_Your task_. List every line of the material below that contains the word "shallow", copying each such line in full.

-- Start Dataset records --

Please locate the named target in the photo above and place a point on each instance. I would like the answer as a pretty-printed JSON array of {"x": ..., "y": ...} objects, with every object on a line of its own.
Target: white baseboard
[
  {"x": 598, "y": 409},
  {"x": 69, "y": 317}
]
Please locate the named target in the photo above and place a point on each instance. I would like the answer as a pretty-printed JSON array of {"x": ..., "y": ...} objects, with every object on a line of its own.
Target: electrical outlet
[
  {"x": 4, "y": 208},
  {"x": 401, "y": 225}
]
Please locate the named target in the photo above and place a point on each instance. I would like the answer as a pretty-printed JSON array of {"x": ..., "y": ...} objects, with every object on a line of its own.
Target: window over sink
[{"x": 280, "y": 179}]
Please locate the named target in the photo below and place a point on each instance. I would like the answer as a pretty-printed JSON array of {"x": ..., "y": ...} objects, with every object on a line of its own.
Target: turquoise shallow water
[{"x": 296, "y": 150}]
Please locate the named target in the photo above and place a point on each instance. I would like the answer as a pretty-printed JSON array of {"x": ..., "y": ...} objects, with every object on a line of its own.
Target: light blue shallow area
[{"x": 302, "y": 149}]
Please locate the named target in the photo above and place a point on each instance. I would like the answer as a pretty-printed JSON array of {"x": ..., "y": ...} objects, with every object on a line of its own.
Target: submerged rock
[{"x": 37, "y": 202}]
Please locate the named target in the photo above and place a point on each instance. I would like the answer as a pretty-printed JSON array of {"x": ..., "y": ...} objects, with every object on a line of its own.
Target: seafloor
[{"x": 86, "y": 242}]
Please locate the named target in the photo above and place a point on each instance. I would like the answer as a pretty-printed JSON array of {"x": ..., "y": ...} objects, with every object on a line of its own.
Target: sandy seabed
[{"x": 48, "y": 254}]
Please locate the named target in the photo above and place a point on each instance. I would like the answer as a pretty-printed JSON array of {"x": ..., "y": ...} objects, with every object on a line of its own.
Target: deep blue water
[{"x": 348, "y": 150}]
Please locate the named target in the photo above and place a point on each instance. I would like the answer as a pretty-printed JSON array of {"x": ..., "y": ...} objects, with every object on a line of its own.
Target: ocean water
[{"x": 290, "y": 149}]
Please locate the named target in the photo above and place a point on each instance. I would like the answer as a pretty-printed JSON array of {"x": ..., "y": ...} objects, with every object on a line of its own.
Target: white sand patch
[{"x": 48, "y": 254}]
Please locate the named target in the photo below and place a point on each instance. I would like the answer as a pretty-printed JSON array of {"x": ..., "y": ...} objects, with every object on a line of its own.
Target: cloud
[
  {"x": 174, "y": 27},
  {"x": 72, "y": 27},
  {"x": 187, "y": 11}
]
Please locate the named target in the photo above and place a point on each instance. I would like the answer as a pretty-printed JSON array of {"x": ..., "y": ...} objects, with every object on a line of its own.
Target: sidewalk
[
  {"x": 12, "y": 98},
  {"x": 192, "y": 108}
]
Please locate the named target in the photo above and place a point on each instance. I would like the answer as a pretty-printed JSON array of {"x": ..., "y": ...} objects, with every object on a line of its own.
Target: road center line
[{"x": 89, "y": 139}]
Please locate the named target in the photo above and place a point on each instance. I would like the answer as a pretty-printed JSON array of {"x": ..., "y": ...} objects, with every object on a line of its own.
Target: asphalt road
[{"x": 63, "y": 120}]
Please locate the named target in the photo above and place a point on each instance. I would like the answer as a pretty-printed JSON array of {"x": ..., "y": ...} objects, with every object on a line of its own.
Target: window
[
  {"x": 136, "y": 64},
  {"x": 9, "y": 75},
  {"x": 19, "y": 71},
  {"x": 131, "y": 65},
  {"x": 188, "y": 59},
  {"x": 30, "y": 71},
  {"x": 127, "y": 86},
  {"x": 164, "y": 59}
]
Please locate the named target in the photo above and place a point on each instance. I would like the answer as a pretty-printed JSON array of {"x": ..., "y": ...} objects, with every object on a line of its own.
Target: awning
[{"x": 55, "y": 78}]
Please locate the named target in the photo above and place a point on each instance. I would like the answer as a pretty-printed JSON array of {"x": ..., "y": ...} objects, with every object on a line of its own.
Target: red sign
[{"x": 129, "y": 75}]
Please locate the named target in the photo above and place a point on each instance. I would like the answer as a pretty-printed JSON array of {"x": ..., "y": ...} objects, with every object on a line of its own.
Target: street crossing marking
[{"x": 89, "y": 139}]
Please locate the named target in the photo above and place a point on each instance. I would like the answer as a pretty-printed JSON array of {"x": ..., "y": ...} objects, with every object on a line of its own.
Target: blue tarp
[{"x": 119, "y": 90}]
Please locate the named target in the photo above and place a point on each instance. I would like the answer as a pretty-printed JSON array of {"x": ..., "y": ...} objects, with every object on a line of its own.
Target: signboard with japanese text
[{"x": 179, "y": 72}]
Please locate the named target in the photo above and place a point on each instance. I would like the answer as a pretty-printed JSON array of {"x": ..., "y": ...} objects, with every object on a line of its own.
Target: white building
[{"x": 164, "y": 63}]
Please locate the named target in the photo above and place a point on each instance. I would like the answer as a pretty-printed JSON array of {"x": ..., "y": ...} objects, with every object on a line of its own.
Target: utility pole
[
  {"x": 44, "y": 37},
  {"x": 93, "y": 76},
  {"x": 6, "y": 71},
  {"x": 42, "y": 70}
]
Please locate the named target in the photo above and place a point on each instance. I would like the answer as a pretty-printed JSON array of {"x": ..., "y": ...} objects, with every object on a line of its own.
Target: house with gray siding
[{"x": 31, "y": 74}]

-- End Dataset records --

_Solved problem_.
Target: turquoise shallow water
Target: light blue shallow area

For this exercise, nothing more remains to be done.